AIM OF THE TASK
Find all the lines in the entries below that hold the word "field" and copy them.

LISTED ENTRIES
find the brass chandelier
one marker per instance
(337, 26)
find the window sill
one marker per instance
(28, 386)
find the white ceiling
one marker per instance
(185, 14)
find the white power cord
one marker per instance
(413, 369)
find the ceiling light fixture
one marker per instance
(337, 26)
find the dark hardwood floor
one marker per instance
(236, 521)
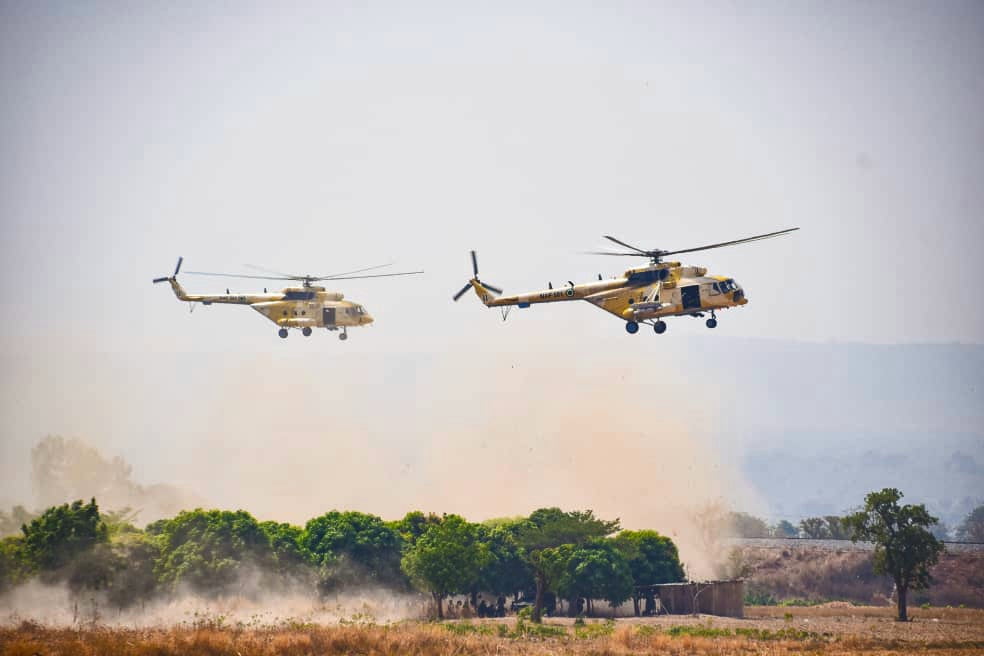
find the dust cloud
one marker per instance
(496, 433)
(56, 605)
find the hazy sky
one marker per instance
(325, 137)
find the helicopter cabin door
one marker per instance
(690, 296)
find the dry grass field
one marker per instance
(832, 630)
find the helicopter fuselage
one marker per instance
(293, 307)
(642, 294)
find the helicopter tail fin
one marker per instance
(178, 289)
(484, 291)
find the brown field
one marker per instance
(832, 630)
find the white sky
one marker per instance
(323, 137)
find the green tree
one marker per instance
(353, 548)
(784, 529)
(652, 558)
(972, 528)
(904, 547)
(294, 563)
(211, 551)
(132, 580)
(446, 559)
(593, 570)
(10, 524)
(815, 527)
(507, 570)
(62, 533)
(548, 528)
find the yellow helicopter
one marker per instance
(644, 294)
(306, 307)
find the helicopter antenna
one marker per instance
(656, 255)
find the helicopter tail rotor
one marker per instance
(479, 286)
(172, 276)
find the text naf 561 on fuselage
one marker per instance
(306, 307)
(645, 294)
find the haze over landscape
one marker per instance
(328, 138)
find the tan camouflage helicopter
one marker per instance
(306, 307)
(644, 294)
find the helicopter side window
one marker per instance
(298, 296)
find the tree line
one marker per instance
(547, 555)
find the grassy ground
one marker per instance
(831, 630)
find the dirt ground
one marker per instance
(840, 619)
(833, 630)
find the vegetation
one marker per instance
(871, 633)
(447, 559)
(905, 549)
(548, 529)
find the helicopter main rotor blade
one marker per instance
(734, 242)
(376, 275)
(346, 273)
(237, 275)
(277, 273)
(462, 292)
(622, 243)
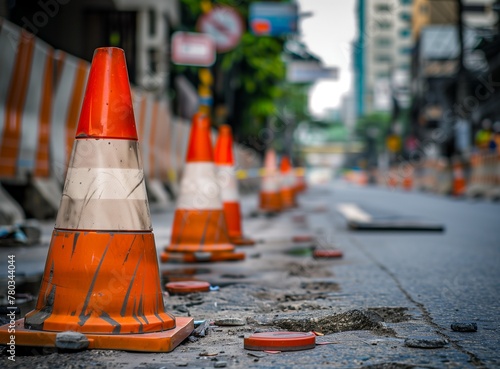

TASK ANSWER
find the dry grass field
find the brown field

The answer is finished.